* **WORK INSTRUCTIONS**
1 - In the forum thread on /heap_arrays and stack usage, which two comments does the first poster find confusing?
2 - Continue the forum thread on /heap_arrays and stack usage from where it stops.

* **EXTRACTED TEXT**

When I say in comment 12 that the size of the temp is not known at compile-time, I'm referring to the particular temporary array being generated for the particular line of source code for the particular simulation. I'm not sure, but maybe comment #16 and #14 mistakenly thought I was referring to the threshold itself? I find both comments #16 and #14 confusing because they seem to suggest run-time equivalence of, say, no /heap_arrays argument vs. /heap_arrays:999999999. If I'm mistaken and #16 and #14 are not off-base, this would be good news (though I'd confess I don't know how the compiler is able to do it).

Anyway, I've started running some tests. Assuming I'm correct and adding a /heap_arrays:n (even if very large size) is not a good solution for me because of the added overhead, I remain interested narrowing the criteria by which we know the compiler upgrade will cause more stack usage (or other ideas).

andrew_4619 · ‎04-13-2018

" but suggesting tests (I assume you mean benchmark tests) are easy to do is a pretty laughable comment. " Your laughter is based on incorrect assumptions.

"Anyway, I've started running some tests. ", I guess you worked it out then,,,,,

jimdempseyatthecove · ‎04-14-2018

Craig,

Another thought came to mind, it may not apply to you.

Dataset entries
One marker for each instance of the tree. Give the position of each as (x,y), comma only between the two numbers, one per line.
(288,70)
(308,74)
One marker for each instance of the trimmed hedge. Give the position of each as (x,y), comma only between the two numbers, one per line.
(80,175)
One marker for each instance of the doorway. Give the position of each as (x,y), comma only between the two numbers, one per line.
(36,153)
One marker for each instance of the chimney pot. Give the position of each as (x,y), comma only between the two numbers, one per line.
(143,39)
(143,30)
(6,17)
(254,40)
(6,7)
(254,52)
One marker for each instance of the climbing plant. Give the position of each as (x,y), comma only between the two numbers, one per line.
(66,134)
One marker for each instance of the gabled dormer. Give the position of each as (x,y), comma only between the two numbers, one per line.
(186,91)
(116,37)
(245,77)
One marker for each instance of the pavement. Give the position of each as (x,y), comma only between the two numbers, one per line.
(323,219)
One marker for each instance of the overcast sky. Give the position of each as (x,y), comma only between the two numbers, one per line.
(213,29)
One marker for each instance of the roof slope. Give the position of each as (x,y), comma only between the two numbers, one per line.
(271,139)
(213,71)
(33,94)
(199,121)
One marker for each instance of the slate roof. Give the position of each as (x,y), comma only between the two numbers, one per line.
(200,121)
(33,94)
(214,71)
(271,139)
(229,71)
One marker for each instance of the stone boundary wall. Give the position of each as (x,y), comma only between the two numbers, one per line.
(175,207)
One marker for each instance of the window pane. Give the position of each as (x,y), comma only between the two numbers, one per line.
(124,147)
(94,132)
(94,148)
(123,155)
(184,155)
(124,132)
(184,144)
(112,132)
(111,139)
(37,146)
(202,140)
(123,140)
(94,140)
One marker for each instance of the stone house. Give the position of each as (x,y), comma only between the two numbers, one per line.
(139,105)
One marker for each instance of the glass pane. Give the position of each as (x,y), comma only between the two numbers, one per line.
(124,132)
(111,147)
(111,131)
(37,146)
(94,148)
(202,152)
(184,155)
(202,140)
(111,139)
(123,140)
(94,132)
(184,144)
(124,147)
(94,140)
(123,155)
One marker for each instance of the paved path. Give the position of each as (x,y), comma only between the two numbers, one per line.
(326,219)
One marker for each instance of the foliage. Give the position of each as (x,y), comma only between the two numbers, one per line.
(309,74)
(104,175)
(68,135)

* **RESULTS**
1 - Comments #16 and #14.

2 -
At some point in the past versions the default behavior for subroutine/function local arrays was to have them as SAVE (when compiled without recursive and/or openmp). Due (my guess) to the number of problem reports when users converted to OpenMP (and/or Fortran standard changes), the default behavior was to make these "automatic" (i.e. stack allocated).

IIF your situation is that:

a) You are (were) not compiling with recursive or openmp
b) You have (had) very large subroutine/function local arrays in a few places

Then for those few places, compile those few sources with /Qsave option (-save on Linux)

It would be advisable to also insert debug expandable code to assert that the subroutine/function was not called from a parallel region. And put a copious comment as to make the offending array as allocatable or to use heap arrays. This will not affect subroutine/function was called from a serial region and then used as a shared array from parallel region in/below current scope..

Jim Dempsey

Lorri_M_Intel · ‎04-16-2018

If you do not specify /heap-arrays, there is no code generated to check the size of a temporary array, it is simply allocated on the stack.

If you specify /heap-arrays, the *compiler*, at compile time, checks the size of the temporary array, and if it will be less than the threshold, allocates it on the stack. If it will be greater, or **if the compiler cannot tell at compile time**, it allocates the memory from heap.

As I said in #16, the decision is NOT made at runtime.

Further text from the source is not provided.